Frater Progradior could safely be called one of Crowley's senior students.  Richmond does an excellent job creating a vivid portrait of him without a whole lot to go by.  Much of his personal archives were destroyed by a crazed son who objected to and completely misunderstood his lifestyle.  I find these kinds of accounts helpful for getting a sense of the atmosphere of the Hermetic mileau back in that day; useful history.  Richmond includes a copy of Liber Samekh in The Magical Record.  That kindled my interest in that ritual which I'd never really explored before.  I found a good synergy with reading Liber Samekh while listening to John Coltrane's A Love Supreme.  His Cosmic Music also works well.  They seem like twin recordings.  The bass line for A Love Supreme sounds very similar to the bass pattern in Lord, Help Me To Be from Cosmic Music.

Another REVIEW

Mason & Dixon

 by Thomas Pynchon

This is by no means a review.  Mason & Dixon is included here because it appears a powerful magickal text worthy of serious study and application.  Yes, the book certainly seems multi-level, a rhizome of multiplicities, and I'm only focusing on one, rather extensive, strata of the assemblage, but this strata, the layer of magick,  seems rarely touched upon by Pynchon exegesists though it appears blatantly obvious to me; also blatantly obvious that TP writes with as much hierophantic authority as the other authors mentioned here.  If you like first rate literature, superb dry humor, whimsy, history, political opinions, puzzle solving and much else thrown in with subtle and wise magick instruction then you might, as I do, find Mason & Dixon in your library alongside other classics on the subject.

*Provided information*:
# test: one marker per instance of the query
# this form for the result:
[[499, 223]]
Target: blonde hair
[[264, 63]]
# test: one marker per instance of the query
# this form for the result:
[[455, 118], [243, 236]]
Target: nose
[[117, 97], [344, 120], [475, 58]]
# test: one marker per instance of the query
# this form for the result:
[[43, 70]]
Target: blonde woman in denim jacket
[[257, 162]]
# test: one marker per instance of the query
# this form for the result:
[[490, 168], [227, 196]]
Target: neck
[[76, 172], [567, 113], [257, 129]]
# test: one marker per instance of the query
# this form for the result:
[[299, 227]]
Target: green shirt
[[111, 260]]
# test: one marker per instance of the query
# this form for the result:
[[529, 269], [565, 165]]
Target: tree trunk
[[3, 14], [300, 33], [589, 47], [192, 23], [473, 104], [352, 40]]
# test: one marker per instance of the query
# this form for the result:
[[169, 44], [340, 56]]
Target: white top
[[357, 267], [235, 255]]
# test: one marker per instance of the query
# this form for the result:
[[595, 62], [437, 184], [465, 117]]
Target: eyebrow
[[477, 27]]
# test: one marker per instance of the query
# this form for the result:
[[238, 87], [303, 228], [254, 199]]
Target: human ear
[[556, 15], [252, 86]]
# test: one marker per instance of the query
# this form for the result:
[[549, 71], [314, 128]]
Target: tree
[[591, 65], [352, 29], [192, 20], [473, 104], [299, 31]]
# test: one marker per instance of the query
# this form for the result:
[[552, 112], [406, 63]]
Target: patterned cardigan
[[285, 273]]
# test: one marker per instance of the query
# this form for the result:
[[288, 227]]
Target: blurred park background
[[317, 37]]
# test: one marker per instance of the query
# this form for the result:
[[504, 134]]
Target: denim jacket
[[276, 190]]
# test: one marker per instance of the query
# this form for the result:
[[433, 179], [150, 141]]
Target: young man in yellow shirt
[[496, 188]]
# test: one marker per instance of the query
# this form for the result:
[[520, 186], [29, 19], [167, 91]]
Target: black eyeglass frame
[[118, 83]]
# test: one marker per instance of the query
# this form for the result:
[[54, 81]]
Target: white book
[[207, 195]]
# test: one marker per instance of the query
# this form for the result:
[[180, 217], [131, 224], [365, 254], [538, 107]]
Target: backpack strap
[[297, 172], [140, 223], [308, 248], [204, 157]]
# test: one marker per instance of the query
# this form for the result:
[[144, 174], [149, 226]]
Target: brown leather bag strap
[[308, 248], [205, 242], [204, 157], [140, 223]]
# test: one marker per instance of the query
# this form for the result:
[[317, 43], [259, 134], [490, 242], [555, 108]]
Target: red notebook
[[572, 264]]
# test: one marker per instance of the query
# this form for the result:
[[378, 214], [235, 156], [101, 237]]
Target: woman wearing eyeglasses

*List of tasks*:
(1) Retype everything in the book reviews from "Frater Progradior could" down to "from Cosmic Music.".
(2) List every person mentioned by name in the book reviews.
The material has no connection to the book reviews.

*Task answers*:
(1)
Frater Progradior could safely be called one of Crowley's senior students.  Richmond does an excellent job creating a vivid portrait of him without a whole lot to go by.  Much of his personal archives were destroyed by a crazed son who objected to and completely misunderstood his lifestyle.  I find these kinds of accounts helpful for getting a sense of the atmosphere of the Hermetic mileau back in that day; useful history.  Richmond includes a copy of Liber Samekh in The Magical Record.  That kindled my interest in that ritual which I'd never really explored before.  I found a good synergy with reading Liber Samekh while listening to John Coltrane's A Love Supreme.  His Cosmic Music also works well.  They seem like twin recordings.  The bass line for A Love Supreme sounds very similar to the bass pattern in Lord, Help Me To Be from Cosmic Music.

(2) Frater Progradior, Crowley, Richmond, John Coltrane, Thomas Pynchon